== Material to process ==
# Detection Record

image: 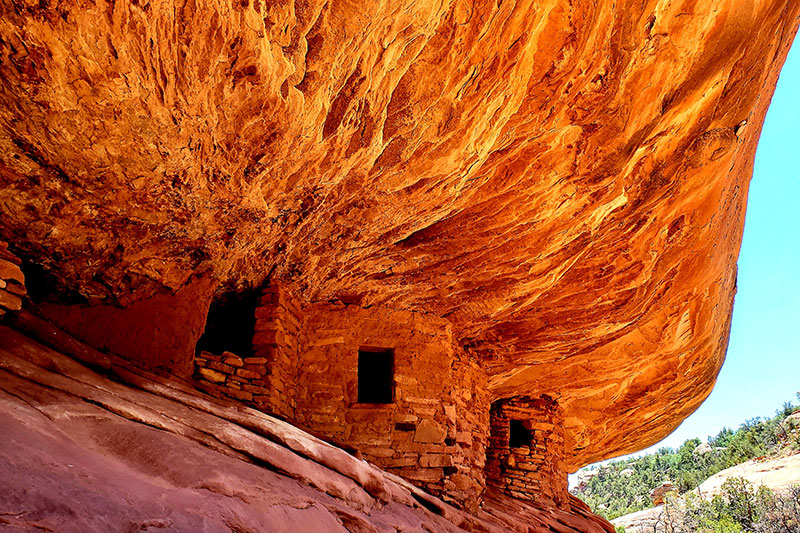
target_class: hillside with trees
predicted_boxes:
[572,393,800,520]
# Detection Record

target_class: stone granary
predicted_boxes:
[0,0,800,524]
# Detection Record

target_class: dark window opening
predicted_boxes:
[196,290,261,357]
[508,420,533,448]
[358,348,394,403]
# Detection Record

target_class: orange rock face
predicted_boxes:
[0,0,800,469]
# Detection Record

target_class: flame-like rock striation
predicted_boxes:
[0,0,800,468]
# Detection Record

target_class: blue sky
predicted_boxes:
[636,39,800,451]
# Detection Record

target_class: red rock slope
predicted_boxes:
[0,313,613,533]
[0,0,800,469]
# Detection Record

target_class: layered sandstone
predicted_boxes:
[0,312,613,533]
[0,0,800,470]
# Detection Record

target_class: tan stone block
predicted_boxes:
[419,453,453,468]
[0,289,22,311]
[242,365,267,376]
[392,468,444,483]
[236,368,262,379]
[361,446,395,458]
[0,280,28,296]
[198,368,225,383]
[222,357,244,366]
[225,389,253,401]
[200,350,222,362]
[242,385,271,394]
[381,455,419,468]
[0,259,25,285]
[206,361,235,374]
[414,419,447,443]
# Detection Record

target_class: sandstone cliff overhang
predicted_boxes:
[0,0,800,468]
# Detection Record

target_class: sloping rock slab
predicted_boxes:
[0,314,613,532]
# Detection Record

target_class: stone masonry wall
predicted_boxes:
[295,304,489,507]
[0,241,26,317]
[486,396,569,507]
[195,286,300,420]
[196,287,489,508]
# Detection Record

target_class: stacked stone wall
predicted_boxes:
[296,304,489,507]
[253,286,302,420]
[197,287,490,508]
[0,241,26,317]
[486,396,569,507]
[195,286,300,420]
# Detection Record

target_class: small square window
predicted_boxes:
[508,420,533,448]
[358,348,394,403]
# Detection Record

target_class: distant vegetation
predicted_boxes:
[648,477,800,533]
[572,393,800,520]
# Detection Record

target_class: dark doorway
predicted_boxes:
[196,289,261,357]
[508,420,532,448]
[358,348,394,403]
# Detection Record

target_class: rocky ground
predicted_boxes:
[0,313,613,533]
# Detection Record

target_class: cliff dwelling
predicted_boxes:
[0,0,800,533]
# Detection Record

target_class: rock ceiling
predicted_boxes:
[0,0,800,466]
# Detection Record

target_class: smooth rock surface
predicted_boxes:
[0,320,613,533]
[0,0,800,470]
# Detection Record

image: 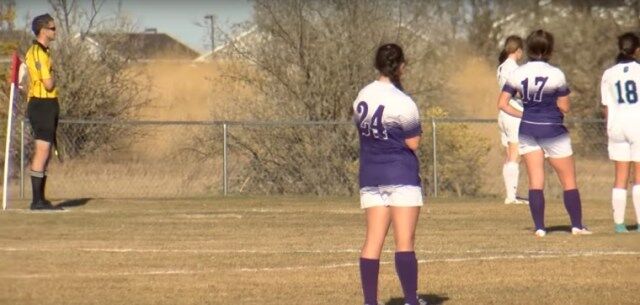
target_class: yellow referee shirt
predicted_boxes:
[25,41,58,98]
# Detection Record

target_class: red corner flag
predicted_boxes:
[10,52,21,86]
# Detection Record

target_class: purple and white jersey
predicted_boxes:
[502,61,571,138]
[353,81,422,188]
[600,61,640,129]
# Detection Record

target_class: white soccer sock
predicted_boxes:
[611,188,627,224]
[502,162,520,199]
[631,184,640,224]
===
== Material to process ==
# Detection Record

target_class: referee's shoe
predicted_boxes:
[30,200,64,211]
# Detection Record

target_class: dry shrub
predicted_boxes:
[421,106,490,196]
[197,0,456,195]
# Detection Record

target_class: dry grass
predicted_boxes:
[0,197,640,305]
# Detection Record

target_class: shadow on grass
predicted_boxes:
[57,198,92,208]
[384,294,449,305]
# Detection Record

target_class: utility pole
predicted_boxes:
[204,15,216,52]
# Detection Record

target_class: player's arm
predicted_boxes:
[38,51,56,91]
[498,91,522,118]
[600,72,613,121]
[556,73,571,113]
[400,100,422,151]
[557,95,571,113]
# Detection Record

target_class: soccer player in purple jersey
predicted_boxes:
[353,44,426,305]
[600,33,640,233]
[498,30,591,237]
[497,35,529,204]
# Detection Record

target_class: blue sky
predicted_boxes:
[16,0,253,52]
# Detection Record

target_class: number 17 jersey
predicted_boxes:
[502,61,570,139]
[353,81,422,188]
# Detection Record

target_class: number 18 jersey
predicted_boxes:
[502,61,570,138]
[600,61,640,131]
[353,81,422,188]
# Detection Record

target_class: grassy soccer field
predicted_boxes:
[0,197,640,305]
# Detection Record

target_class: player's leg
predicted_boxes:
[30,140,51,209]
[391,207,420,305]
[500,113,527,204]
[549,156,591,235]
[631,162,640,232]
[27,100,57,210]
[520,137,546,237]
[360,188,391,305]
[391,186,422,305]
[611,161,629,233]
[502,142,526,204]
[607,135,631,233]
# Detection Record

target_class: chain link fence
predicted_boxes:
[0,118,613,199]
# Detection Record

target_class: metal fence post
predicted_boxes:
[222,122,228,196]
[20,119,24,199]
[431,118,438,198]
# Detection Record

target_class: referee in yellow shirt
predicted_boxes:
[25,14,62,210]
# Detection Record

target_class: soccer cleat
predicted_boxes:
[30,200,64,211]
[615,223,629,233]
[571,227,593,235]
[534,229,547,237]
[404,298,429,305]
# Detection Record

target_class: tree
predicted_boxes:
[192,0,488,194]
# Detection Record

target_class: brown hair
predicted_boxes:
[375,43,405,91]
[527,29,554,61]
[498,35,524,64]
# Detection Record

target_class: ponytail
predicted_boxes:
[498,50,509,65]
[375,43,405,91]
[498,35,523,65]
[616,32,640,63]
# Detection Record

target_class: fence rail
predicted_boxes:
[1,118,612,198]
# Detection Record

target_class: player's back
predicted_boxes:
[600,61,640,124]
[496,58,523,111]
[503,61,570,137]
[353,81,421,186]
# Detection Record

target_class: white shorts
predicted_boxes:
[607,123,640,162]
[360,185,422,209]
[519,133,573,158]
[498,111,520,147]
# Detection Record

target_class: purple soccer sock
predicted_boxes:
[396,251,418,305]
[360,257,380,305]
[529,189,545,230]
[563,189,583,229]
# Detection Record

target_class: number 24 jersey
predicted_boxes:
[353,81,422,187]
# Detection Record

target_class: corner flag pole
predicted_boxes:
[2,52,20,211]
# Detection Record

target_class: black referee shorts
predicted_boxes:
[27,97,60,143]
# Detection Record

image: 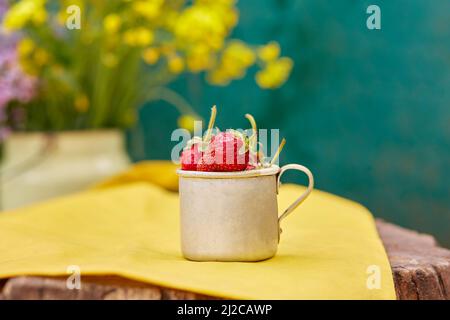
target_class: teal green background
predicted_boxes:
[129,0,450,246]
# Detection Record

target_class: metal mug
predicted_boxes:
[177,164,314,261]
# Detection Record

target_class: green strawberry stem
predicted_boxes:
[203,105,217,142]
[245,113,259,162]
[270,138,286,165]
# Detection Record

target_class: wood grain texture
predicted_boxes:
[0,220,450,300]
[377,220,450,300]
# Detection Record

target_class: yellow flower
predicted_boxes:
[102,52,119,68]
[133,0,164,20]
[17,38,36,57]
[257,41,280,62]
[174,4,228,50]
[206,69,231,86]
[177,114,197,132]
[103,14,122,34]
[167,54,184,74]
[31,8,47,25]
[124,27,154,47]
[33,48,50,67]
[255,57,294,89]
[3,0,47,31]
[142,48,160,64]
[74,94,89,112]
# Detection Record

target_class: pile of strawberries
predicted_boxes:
===
== Material to process ==
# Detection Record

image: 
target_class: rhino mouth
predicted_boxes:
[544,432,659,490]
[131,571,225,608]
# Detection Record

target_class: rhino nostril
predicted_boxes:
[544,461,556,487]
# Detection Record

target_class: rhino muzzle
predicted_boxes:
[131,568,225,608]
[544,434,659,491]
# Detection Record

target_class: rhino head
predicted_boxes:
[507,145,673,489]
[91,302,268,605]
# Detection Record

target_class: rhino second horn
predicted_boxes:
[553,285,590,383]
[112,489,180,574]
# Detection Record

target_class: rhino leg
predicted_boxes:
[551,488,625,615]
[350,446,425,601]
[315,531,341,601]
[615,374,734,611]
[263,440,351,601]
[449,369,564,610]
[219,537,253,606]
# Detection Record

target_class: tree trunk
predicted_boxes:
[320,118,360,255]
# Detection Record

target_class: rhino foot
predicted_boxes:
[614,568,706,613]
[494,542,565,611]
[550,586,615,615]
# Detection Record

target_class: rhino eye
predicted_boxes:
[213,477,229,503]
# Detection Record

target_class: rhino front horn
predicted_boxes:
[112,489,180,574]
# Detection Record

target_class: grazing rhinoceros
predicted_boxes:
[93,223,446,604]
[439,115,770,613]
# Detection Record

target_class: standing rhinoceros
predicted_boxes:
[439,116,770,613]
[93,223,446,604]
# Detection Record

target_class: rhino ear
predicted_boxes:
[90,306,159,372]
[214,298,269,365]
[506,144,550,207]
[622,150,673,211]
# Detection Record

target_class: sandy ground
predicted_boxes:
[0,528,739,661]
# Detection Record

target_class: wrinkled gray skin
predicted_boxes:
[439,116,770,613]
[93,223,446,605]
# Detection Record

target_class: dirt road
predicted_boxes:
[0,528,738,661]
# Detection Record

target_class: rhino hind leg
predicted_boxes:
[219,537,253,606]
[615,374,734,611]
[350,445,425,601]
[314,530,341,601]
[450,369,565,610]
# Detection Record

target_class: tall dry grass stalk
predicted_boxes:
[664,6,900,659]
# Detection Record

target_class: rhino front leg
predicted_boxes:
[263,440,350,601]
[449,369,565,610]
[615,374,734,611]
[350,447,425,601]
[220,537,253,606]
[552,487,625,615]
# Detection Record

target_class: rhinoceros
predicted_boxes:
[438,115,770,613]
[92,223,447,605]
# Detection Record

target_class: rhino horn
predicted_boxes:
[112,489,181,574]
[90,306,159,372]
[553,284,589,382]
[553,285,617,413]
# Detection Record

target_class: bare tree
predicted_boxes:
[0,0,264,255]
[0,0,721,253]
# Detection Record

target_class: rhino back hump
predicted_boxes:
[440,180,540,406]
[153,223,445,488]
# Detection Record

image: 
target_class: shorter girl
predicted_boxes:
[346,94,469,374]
===
▶ **Problem details**: Gather each line of the entries above that contains the string "sandstone". Case matters.

▶ **Written response**:
target_class: layered sandstone
target_class: sandstone cliff overhang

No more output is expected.